> [ACTIVITY]: Write the next few entries of the notes from a conference trip to Colorado, picking up after the last item shown.

*** EXCERPTED TEXT

Liz presented at the AMWA conference, so I tagged along and cavorted at will. From the mental grab-bag:
- I stayed pretty much in the 16th Street mall area, since we didn’t have a car. That’s OK – plenty to walk to from there, though like most malls, chain stores dominate the landscape.
- We stayed at the downtown Sheraton, the largest hotel in Colorado, we were told. Also, kind of staid. Nothing special here.
- We ate all our evening meals in the Yard House, a sports bar attached to the Sheraton. Loud and expensive, it nonetheless served excellent food and we were never disappointed. (I favored the Cobb salad and chicken tortilla soup.) Liz also liked their sour beer. We never could figure out what the phrase “yard house” meant.
- Thank God for the Peet’s Coffee just off the lobby – a life-giving Americano started my busy days.
- I spent almost my entire travel budget just buying meals on this trip. I settled on two meals for the day, with the occasional protein bar as a pick me up, and that did me fine.

******
*** GIVEN DATA

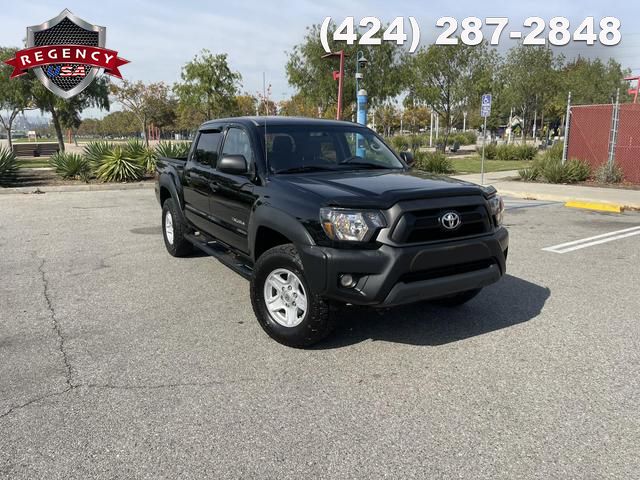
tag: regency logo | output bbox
[4,9,129,98]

******

> [SOLVED EXERCISE]:
- The Tattered Cover Book Shop is housed in an old railway warehouse and is a marvelous place to browse. City Stacks is a cozier, brighter bookshop where I had a very good peppermint tea and browsed the art books.
- Denver struck Liz as heavily male: young men in groups of three and more, bushy beards, tattoos, ear gauges. Lots of young men. Joe told us that Denver is in a tech boom and can’t hire programmers fast enough; that also answered the question of how all these young people could afford to hang out in this expensive area. Joe also said that “LoDo” (Lower Downtown) has become so infested with packs of guys and bros that the area is now called “BroDo.”
- The History Colorado Center had the Awkward Family Photos show alongside its own photos of turn of the 20th century Denver and Colorado. Interesting to note the similarities, differences, and reactions between the two shows. I did laugh a lot at the Awkward Family Photos, but I’d love to have a book of the older photos and just stare at them for long periods of time.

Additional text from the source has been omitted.